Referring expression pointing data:

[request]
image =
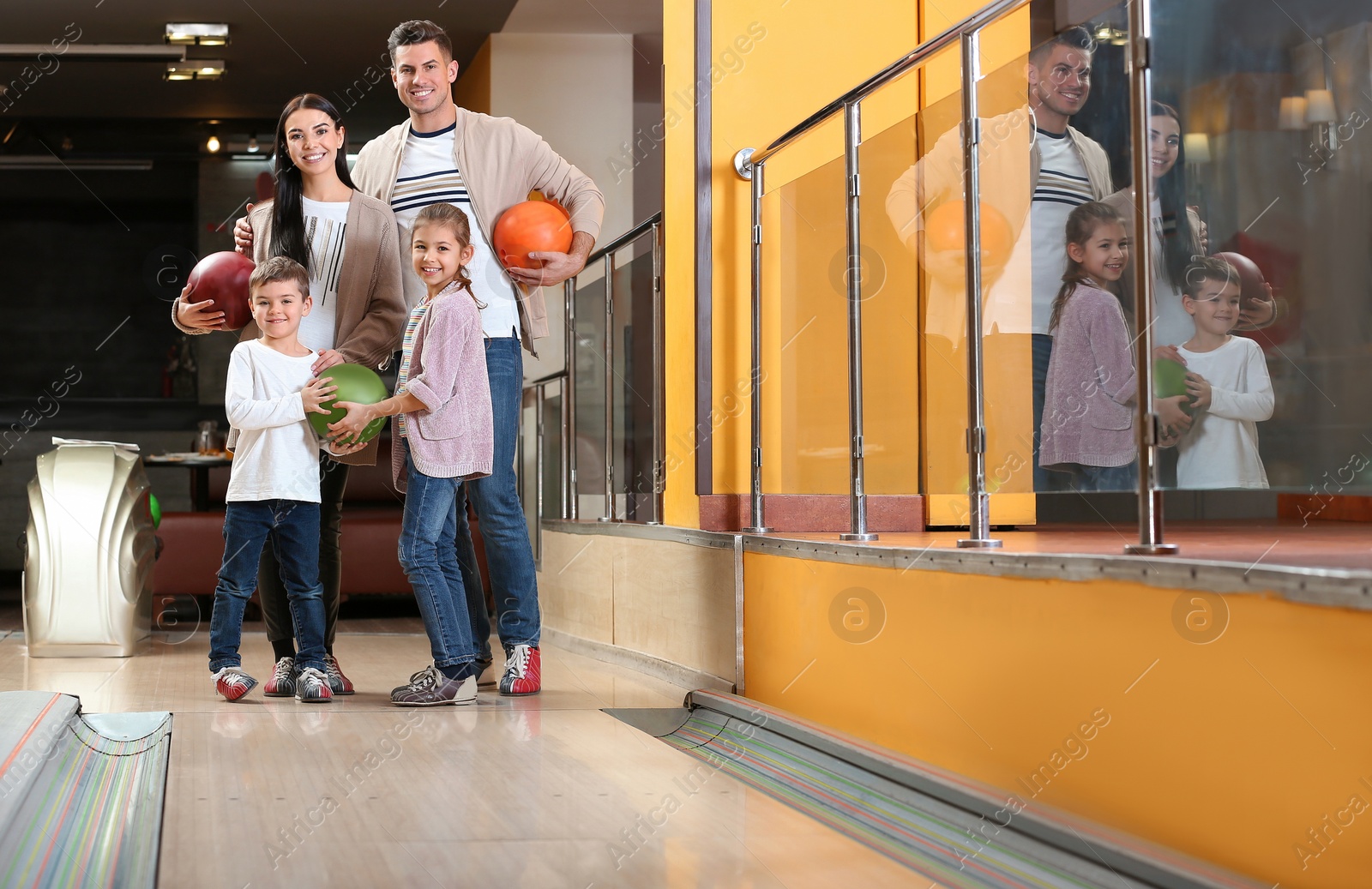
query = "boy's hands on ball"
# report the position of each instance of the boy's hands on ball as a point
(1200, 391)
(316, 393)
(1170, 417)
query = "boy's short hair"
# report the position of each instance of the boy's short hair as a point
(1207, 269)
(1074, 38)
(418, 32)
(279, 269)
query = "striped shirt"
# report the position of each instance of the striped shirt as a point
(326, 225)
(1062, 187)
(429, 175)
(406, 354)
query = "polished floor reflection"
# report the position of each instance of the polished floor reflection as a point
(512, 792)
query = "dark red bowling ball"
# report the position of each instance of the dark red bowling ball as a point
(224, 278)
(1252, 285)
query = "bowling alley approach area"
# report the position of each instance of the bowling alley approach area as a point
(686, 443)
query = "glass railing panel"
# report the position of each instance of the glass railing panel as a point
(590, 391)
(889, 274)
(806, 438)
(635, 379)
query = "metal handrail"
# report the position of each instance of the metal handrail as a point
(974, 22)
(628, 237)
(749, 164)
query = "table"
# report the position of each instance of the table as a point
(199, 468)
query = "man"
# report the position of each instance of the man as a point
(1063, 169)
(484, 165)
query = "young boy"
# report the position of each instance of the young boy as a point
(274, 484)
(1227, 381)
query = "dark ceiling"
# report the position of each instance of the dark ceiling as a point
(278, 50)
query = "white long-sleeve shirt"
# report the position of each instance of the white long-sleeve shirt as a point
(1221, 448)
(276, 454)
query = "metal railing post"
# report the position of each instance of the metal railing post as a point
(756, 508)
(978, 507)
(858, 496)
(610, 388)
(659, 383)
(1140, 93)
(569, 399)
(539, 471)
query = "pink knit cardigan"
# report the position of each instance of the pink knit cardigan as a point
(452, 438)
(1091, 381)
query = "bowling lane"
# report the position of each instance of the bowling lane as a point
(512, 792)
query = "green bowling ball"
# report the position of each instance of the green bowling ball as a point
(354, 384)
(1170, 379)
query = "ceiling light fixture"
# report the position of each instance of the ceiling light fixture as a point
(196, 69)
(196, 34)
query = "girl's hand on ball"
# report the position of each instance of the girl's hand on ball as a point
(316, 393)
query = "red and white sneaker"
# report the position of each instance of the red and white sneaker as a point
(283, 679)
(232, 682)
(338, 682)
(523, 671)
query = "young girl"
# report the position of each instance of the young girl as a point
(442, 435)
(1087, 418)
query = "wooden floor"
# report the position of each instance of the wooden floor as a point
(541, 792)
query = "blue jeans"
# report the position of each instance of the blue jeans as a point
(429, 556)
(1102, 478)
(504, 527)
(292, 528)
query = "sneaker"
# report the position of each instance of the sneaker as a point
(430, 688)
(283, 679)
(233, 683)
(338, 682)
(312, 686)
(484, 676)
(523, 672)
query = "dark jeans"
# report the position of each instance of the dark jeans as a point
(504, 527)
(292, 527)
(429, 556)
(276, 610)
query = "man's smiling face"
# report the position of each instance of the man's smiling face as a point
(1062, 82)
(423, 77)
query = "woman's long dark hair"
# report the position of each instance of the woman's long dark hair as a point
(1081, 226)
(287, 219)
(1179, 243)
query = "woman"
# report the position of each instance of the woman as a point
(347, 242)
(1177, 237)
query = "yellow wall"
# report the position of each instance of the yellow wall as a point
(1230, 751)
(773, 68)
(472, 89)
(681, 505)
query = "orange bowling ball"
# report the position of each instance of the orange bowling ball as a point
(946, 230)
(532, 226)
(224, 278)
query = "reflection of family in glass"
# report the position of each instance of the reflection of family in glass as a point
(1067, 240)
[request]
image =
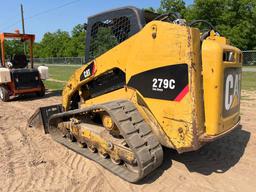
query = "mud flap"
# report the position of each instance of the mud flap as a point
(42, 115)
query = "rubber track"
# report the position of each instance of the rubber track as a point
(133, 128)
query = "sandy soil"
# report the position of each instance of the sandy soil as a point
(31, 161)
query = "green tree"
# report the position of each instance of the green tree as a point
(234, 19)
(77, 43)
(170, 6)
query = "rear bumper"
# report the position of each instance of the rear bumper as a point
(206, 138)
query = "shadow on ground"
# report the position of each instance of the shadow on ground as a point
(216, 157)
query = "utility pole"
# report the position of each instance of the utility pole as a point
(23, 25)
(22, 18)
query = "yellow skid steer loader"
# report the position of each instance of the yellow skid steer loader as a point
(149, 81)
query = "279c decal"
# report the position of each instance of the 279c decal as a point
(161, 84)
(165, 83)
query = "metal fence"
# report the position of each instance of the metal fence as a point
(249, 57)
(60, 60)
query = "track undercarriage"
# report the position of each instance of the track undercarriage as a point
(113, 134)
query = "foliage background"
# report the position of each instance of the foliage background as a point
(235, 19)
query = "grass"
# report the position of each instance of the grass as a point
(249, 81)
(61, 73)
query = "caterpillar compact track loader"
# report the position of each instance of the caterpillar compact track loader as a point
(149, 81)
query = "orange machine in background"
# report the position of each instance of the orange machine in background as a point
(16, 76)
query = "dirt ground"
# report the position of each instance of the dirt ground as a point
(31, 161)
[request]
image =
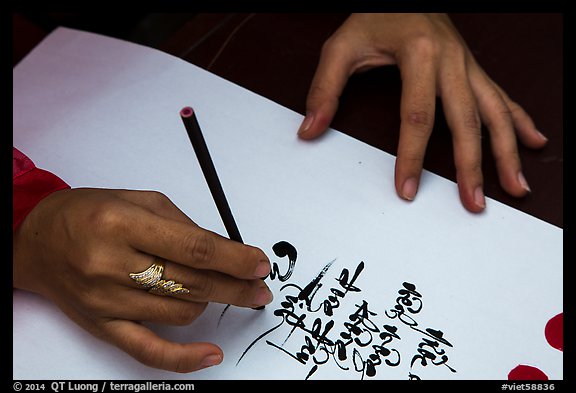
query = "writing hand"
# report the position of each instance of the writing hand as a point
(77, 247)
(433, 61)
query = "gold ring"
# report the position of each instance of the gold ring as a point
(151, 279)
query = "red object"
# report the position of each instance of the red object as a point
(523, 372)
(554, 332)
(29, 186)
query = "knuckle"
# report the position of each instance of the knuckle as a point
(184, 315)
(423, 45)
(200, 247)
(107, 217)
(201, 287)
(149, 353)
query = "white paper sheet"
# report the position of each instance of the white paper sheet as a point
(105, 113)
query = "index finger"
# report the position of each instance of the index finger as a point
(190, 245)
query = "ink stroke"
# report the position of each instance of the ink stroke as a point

EXERCISE GOAL -> Omit every picture while transcribing the records above exactly.

RESPONSE BELOW ->
[request]
image =
query = "boy's hands on ball"
# report the position of each instance of the boy's hands on ball as a point
(1200, 391)
(316, 393)
(1170, 417)
query = "boy's short hair"
# report the position of each instance of the boy's short hair as a point
(1207, 269)
(1074, 38)
(418, 32)
(279, 269)
query = "striped shirt"
# report the position of each instance of the striped shirt as a point
(326, 225)
(1062, 187)
(429, 175)
(406, 354)
query = "polished floor reflection"
# report the position of each instance of the polished floor reflection as a point
(512, 792)
query = "dark red bowling ball"
# report the position of each instance of the dark red bowling ball as a point
(224, 278)
(1252, 285)
query = "bowling alley approach area"
# report the position of each instance of the bowling alley approach area as a point
(686, 443)
query = "glass railing panel"
# report the position of each instance of the glass railing panel as a point
(590, 391)
(889, 274)
(806, 438)
(635, 379)
query = "metal handrail"
# report the position of each instance of the metal handrail as a point
(974, 22)
(628, 237)
(749, 164)
query = "table"
# report the position of each instance of the table as a point
(199, 468)
query = "man"
# report the position of each instance of the man as a point
(1063, 169)
(484, 165)
query = "young boy"
# report the position of each instance of the young boy as a point
(274, 484)
(1227, 381)
query = "dark ceiling"
# report the position of each instance of the dark ceiling as a point
(278, 50)
query = "white long-sleeve shirt"
# report the position of each instance of the white long-sleeve shirt as a point
(1221, 448)
(276, 454)
query = "metal railing post"
# report the position of each instance of the metal railing post as a point
(756, 508)
(978, 507)
(858, 496)
(610, 388)
(659, 383)
(1140, 93)
(569, 399)
(539, 471)
query = "pink knit cardigan"
# report the position of each instance of the pink knit cardigan as a point
(452, 438)
(1091, 381)
query = "bowling lane"
# report the position of each instance of the bowling lane as a point
(512, 792)
query = "green bowling ball"
# report the position of each instance of the green bowling ball as a point
(354, 384)
(1170, 379)
query = "ceiling light fixture"
# report the position of each instance of the ceiling light fixture as a point
(196, 69)
(196, 34)
query = "girl's hand on ball"
# report the position of each instance of the girl's hand on ball as a point
(316, 393)
query = "red and white sneaker"
# report the position of each instance of the red and white sneaker as a point
(283, 679)
(232, 682)
(338, 682)
(523, 671)
query = "young girl"
# report the position of each instance of the young girl as a point
(442, 435)
(1087, 418)
query = "wooden floor"
# report the position of each instance of the wooden floor as a point
(541, 792)
query = "blue jeans"
# report the position of each instance of the blue jeans as a point
(429, 556)
(1102, 478)
(504, 527)
(292, 528)
query = "sneaker"
# report the position of each instance of the sneaker as a point
(430, 688)
(283, 679)
(233, 683)
(338, 682)
(312, 686)
(484, 676)
(523, 672)
query = "dark jeans"
# report the position of each instance of the dark jeans as a point
(504, 527)
(292, 527)
(429, 556)
(276, 610)
query = "man's smiling face"
# report the position of each instance of the man's smiling face as a point
(1062, 82)
(423, 77)
query = "woman's long dark hair"
# report the position of each instance of the woman's long dark hair as a point
(1081, 226)
(287, 219)
(1179, 243)
query = "woman"
# report the position of each instance of the woman as a point
(347, 242)
(1177, 237)
query = "yellow wall"
# report the position of each instance of the yellow wall as a point
(1230, 751)
(773, 68)
(472, 89)
(681, 505)
query = "orange bowling ball"
# report the position of each instance of the orange bowling ball as a point
(946, 230)
(532, 226)
(224, 278)
query = "reflection of family in glass"
# report the position of each instance of the reflection of family in glass as a point
(1067, 240)
[request]
image =
query = "mud flap"
# report the position of each instance of the mud flap as a point
(42, 115)
query = "rubber track"
# report the position of each instance of the rubber track as a point
(133, 128)
query = "sandy soil"
# report the position of each instance of the sandy soil as a point
(31, 161)
query = "green tree"
# report the position of each instance of the green tree as a point
(234, 19)
(77, 43)
(170, 6)
query = "rear bumper"
# report the position of each instance of the rear bumper as a point
(206, 138)
query = "shadow on ground"
# report the position of each instance of the shadow on ground as a point
(216, 157)
query = "utility pole"
# report the position of each instance of the utility pole as a point
(23, 25)
(22, 18)
query = "yellow skid steer loader"
# report the position of each instance of the yellow skid steer loader as a point
(149, 81)
query = "279c decal"
# report the position of each instance of the 279c decal as a point
(161, 84)
(165, 83)
query = "metal fence"
# report the position of each instance of the metal fence as a point
(249, 57)
(60, 60)
query = "track undercarriage"
# report the position of each instance of the track undercarriage as a point
(113, 134)
query = "foliage background"
# report the position of each instance of the foliage background as a point
(235, 19)
query = "grass"
# report the position of each instance of the grass as a point
(249, 81)
(61, 73)
query = "caterpillar compact track loader"
# report the position of each instance of the caterpillar compact track loader as a point
(149, 81)
query = "orange machine in background"
# report the position of each instance of the orange machine in background as a point
(16, 76)
query = "dirt ground"
# report the position of each instance of the dirt ground as a point
(31, 161)
[request]
image =
query = "writing hand"
# report the position of each instance of the writing hand as a point
(77, 247)
(433, 61)
query = "gold ring"
# report the position of each instance of the gold ring as a point
(151, 279)
query = "red object"
# report the position of each instance of the red object as a point
(523, 372)
(554, 332)
(29, 186)
query = "knuckle"
# report the position of each instance of the knuckle as a point
(184, 315)
(423, 45)
(200, 247)
(107, 217)
(201, 287)
(149, 353)
query = "white paper sheet"
# report the position of each instance of the white paper sheet as a point
(105, 113)
query = "index finger"
# report the position of each instance of the index finger as a point
(190, 245)
query = "ink stroke"
# report the position of each instance of the ink stroke as a point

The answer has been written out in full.